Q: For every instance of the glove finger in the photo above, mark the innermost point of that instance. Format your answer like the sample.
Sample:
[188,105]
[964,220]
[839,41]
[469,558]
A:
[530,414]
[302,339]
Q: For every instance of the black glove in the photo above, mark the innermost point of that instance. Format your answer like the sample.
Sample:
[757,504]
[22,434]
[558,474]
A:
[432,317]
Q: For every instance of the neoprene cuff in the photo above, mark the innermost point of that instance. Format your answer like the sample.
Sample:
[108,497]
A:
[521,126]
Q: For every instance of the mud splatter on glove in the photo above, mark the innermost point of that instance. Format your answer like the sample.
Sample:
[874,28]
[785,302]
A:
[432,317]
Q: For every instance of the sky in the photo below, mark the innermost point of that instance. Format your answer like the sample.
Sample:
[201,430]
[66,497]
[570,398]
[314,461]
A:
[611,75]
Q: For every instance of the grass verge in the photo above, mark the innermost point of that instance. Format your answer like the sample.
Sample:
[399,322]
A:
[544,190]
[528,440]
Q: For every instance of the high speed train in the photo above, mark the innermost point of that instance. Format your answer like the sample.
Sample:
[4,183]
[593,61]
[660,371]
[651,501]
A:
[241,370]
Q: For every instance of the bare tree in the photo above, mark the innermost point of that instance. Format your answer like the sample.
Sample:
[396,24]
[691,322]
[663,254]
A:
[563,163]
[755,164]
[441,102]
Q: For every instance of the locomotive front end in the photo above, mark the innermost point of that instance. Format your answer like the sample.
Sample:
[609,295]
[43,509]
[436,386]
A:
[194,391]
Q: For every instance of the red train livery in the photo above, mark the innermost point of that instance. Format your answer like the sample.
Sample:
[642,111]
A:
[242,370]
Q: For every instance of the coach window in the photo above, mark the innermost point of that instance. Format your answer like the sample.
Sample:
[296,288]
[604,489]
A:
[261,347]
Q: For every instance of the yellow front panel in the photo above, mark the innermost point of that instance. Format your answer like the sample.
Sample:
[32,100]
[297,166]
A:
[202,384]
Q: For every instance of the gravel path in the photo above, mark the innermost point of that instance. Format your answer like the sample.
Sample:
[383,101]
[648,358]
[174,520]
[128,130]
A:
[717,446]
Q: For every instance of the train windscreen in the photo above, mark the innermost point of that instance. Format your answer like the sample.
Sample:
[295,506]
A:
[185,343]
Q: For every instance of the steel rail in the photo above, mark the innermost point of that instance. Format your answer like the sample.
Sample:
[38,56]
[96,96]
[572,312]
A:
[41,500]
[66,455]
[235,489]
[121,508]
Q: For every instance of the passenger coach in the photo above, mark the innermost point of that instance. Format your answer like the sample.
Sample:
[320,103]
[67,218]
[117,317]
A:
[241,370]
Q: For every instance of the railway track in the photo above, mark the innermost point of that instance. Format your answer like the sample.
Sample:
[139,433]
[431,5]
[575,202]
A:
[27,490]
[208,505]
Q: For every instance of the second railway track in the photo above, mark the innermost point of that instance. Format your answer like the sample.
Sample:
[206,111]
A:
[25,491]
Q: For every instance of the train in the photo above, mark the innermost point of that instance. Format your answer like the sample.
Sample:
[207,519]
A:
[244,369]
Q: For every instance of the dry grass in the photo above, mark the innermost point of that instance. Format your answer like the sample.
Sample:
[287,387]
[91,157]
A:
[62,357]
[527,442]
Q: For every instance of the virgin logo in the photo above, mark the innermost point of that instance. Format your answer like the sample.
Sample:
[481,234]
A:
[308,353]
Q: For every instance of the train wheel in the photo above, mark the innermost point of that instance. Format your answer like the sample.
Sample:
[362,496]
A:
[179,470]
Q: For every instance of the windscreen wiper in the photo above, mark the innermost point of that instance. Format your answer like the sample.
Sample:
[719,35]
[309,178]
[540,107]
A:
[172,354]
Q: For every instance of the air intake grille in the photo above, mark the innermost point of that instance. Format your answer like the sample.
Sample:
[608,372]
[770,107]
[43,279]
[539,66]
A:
========================================
Format the lines above as a numbered list, starting at the line containing "Q: For every instance of the dry" and ending with the last line of the entries, leaving out any blank lines.

◆ **SOLUTION TO THIS PROBLEM**:
1. Q: For every instance of the dry grass in the photo above, mark the innermost point of that instance. Format your answer like the sample.
2. Sample:
3. [287,387]
4. [91,157]
5. A:
6. [62,357]
7. [527,442]
8. Q: For every instance of the virgin logo in the photo above, mark the innermost point of that instance. Format your answer like the sample.
9. Sample:
10. [481,234]
11. A:
12. [308,353]
13. Q: For every instance of the train wheel in the photo above, mark the innermost point of that instance. Format your answer like the sample.
14. Sample:
15. [362,496]
16. A:
17. [179,470]
18. Q: For every instance of the windscreen wiper in the photo above, mark the innermost point of that instance. Format your answer like the sample.
19. Sample:
20. [719,35]
21. [309,178]
22. [540,107]
23. A:
24. [172,354]
25. Q: For every instance of the air intake grille in the photo above, mark the innermost point of that instance. Format your answer like the sample.
26. Sample:
27. [608,372]
28. [770,107]
29. [43,279]
30. [539,66]
31. A:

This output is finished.